**TEXTE FOURNI:**
Don Quichotte infantile

L’opposition entre l’ordre des médecins et les médecins de TPO AMADA ne fait que commencer en 1976. La détermination de l’ordre à faire condamner Kris Merckx passe par une expertise psychiatrique. Le tribunal d’Anvers donne raison à l’ordre Kris Merckx est qualifié dans le jugement de Déséquilibré, de Don Quichotte infantile pour sa propension à faire de la propagande idéologique. Par la suite les tribunaux trancheront toujours en faveur de l’ordre, les médecins révolutionnaires refuseront toujours de leur côté de payer. Il faudra attendre 2012 pour que les choses changent. Les relations se sont aujourd’hui apaisées. L’ordre s’est excusé pour ses pratiques et Médecine pour le peuple accepte désormais de payer sa cotisation.

Kris Merck harangue ses supporters devant le tribunal d’Anvers ou il vient d’être condamné pour exercice illégal de la médecin en février 1975.
Kris Merck harangue ses supporters devant le tribunal d’Anvers ou il vient d’être condamné pour exercice illégal de la médecin en février 1975. © Belga

La visibilité de TPO-Amada dans son combat contre l’ordre des médecins ou pour dénoncer la pollution au plomb de l’usine Umicore d’Hoboken offre à Chris Merckx un poste de conseil communal dans un district d’Anvers. Mais le succès s’arrête là. Le parti ne décolle pas. Il faut dire que TPO-AMADA annonce la couleur, révolutionnaire, maoïste, marxiste léniniste. Cette radicalité assumée ne parvient pas à séduire un large public, même dans les milieux ouvriers ou les militants de TPO-AMADA sont souvent rejetés par des délégués syndicaux. La transformation en PTB ne changera rien à la radicalité de la ligne. Il faut attendre 2008 pour que le PTB entame une rénovation importante et trouve le chemin du succès dans les médias et les urnes.

Que reste-t-il du Maoïsme aujourd’hui ?

Le PTB d’aujourd’hui a bien évolué par rapport à AMADA des années 70. Mais jusqu’à quel point ? La réponse à cette question n’est pas simple et divise les analystes politiques depuis plusieurs années. Pascal Delwit, avec son livre PTB : nouvelle gauche, vieilles recettes, jugeait en 2014 que cette transformation était surtout de façade. Mais depuis 6 ans le parti a continué sa transformation. Politiquement, on ne peut plus dire que le PTB est un parti maoïste. Même s’ils suivent très fort Pékin et les affaires de la Chine et jamais ils ne votent contre l’action publique chinoise. Ce n’est plus un parti maoïste donc mais culturellement cela reste présent. L’idée d’aller au peuple, de vivre avec des salaires peu élevés, ce sont des éléments inscrits dans l’histoire du PTB.

**DONNÉES FOURNIES:**
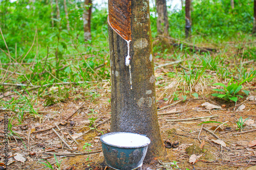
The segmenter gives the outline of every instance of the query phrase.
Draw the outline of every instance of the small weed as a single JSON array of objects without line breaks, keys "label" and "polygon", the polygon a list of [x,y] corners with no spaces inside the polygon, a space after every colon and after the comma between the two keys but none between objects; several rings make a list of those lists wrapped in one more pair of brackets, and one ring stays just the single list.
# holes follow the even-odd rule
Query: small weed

**SÉRIE D'EXERCICES:**
1. Relevez toutes les années précises, écrites en quatre chiffres, que mentionne le texte sur l'histoire du PTB. Ne citez chaque année qu'une fois.
2. D'après le texte sur l'histoire du PTB, qui est l'auteur du livre « PTB : nouvelle gauche, vieilles recettes » ?
3. Poursuivez le texte sur l'histoire du PTB à partir de sa dernière phrase.

**CORRIGÉ:**
1. 1976, 2012, 1975, 2008, 2014

2. Pascal Delwit.

3.
David Pestieau, directeur politique du PTB n’assume plus l’étiquette maoïste : Oui cela a changé. Le parti a quitté cette référence lors du congrès de 2008 pour avoir un socialisme qui part des réalités de la Belgique. On a quitté le gauchisme, le sectarisme, le dogmatisme du PTB de l’époque. A côté on garde les points forts : un parti des actes et pas des paroles, avec par exemple médecine pour le peuple. On reste un parti de rupture qui veut une société socialiste. On est pour une révolution, on veut un autre système. Et oui, la révolution est compatible avec la démocratie. La définition d’une révolution c’est qu’elle est portée par le peuple.

La PTB aurait donc abandonné son gauchisme fondateur ? Pascal Delwitt nuance : Le parti à une perspective de rupture. Lors du dernier congrès ils ont réinstauré le terme "révolutionnaire" dans le texte. L’horizon du PTB est donc bien celui d’une rupture. Mais ils ne disent pas bien quelles seront les étapes intermédiaires. Le PTB n’est donc pas dans une perspective réformiste classique où l’on assume de l’intérieur du système des réformes. Il y a une difficulté d’articuler les objectifs annoncés et leur mise en œuvre.